▶ _Given problem_
Starting at the beginning of the records and ending at the line containing "x=174, y=187", write out every line again, requests included, and shift each coordinate in the answers up by 122. Leave the numbers in the requests and their format samples unchanged.

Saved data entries
================

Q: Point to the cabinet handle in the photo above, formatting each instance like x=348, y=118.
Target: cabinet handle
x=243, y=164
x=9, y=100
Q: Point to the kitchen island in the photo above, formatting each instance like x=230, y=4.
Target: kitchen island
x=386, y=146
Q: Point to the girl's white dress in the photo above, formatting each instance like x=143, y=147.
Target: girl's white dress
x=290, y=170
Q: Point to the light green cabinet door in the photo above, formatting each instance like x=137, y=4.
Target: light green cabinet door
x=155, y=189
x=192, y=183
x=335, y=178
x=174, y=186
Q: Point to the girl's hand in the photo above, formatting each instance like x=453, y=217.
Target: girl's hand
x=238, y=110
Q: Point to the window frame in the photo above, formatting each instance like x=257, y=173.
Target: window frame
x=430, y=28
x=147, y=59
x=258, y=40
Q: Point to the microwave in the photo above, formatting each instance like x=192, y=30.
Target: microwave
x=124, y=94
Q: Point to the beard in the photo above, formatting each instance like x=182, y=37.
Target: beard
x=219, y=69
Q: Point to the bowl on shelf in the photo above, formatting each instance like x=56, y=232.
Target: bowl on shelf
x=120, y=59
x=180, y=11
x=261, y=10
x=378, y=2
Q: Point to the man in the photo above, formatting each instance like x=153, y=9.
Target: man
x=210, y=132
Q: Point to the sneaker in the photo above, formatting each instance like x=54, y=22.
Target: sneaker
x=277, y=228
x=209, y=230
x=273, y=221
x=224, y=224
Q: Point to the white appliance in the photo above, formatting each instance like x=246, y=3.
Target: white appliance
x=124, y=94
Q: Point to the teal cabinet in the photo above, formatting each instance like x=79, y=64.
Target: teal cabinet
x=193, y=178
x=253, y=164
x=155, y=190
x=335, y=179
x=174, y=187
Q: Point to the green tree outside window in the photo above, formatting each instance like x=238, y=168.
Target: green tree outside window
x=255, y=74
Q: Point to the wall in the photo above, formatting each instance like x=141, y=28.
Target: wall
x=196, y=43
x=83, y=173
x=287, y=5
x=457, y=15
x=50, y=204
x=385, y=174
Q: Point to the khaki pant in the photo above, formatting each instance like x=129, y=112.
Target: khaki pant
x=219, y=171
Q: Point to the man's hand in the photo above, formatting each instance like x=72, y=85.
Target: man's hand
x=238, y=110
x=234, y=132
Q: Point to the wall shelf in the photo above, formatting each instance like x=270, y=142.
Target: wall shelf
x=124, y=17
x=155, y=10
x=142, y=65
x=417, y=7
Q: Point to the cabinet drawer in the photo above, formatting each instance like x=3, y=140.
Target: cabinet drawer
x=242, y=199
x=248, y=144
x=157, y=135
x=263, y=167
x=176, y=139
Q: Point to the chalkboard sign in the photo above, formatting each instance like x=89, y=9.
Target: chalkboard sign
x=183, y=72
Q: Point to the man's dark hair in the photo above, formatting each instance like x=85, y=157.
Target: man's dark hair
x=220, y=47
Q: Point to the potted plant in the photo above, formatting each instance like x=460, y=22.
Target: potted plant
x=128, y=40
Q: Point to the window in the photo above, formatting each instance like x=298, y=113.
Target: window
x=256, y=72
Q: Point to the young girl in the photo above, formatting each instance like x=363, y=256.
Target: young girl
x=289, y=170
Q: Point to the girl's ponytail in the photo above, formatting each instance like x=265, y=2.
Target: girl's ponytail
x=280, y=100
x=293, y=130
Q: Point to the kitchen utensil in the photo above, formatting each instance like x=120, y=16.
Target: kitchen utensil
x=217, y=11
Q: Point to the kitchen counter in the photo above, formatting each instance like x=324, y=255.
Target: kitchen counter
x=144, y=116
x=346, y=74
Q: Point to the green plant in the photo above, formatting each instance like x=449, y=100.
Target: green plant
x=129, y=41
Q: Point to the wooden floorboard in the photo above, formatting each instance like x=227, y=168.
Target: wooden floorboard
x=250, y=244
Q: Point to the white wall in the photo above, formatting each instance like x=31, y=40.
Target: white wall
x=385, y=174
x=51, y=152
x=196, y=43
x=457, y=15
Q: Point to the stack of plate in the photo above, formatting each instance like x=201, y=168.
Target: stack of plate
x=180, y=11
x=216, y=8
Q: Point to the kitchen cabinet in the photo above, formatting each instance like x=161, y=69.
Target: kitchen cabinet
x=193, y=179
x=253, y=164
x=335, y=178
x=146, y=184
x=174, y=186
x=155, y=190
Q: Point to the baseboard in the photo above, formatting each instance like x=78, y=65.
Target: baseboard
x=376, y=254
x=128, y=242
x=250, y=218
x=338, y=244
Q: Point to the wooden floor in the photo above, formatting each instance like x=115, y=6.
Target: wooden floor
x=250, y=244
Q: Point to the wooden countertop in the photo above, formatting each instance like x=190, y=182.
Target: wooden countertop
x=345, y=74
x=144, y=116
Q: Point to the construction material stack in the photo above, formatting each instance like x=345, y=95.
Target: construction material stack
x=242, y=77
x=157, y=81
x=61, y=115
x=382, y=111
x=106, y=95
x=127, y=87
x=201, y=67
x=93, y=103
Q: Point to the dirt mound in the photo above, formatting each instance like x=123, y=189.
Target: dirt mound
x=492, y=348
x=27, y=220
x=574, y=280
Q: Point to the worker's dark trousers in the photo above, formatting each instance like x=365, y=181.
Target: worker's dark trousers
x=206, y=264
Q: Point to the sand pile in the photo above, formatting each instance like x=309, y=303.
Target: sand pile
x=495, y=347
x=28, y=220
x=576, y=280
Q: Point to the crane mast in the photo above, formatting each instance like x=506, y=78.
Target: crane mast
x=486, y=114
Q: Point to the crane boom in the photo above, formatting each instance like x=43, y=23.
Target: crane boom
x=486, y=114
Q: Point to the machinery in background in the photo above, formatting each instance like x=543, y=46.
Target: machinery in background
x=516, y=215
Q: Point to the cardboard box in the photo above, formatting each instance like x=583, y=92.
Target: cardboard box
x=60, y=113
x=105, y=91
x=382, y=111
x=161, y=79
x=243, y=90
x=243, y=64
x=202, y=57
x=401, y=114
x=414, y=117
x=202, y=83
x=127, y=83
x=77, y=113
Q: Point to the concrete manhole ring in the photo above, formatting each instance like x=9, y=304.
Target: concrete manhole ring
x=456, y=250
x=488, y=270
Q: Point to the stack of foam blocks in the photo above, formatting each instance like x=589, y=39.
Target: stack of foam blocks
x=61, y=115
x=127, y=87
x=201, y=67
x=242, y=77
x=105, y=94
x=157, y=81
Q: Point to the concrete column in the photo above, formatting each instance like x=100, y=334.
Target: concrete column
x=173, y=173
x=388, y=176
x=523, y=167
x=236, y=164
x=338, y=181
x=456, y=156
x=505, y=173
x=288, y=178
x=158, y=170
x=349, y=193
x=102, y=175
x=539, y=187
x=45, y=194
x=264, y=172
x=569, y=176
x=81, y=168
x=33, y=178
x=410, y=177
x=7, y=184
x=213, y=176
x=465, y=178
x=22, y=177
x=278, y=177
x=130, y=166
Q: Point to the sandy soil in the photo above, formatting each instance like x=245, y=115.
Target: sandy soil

================

▶ _Exercise solution_
Q: Point to the cabinet handle in the photo above, formatting each instance like x=348, y=118.
Target: cabinet handle
x=365, y=286
x=131, y=222
Q: Point to the kitchen island in the photo above, formatting each instance like x=230, y=4.
Target: kitchen island
x=508, y=268
Q: Point to the girl's white dress in the photo above, formatting each instance like x=143, y=147.
Target: girl's white dress
x=412, y=292
Q: Point to the light green cabinet door in the photo above, formatting each instance like x=137, y=4.
Target: light green cabinet door
x=277, y=311
x=314, y=305
x=457, y=300
x=296, y=308
Q: Point to the girl's hand in the photo above, formatting each instance like x=453, y=217.
Target: girl's hand
x=360, y=232
Q: Point to the window frame in the photo above, formatting each instance like x=257, y=173.
Target: window frame
x=552, y=150
x=269, y=181
x=380, y=162
Q: Point to the microwave in the photo above, formatting each instance like x=192, y=30.
Target: microwave
x=246, y=216
Q: Point to the beard in the photo above, formatting each instance like x=182, y=37.
Target: beard
x=341, y=191
Q: Point to the bowl on shelf in the photo above, formatting each instance like x=56, y=232.
Target: bowl on shelf
x=242, y=181
x=302, y=133
x=383, y=132
x=500, y=124
Q: Point to the man in the photo above, formatting each instance like x=153, y=9.
Target: man
x=332, y=254
Q: Point to the sneaker in the photo above, formatting each instance like x=54, y=22.
Target: sneaker
x=399, y=350
x=331, y=352
x=395, y=343
x=346, y=346
Q: Point to the white appliance in the photo above, formatting each instance like x=246, y=3.
Target: white appliance
x=246, y=216
Q: Point to the teal cabinet in the photo above, formatting each instance like x=79, y=64.
Target: teal cabinet
x=315, y=300
x=375, y=286
x=277, y=312
x=457, y=301
x=296, y=309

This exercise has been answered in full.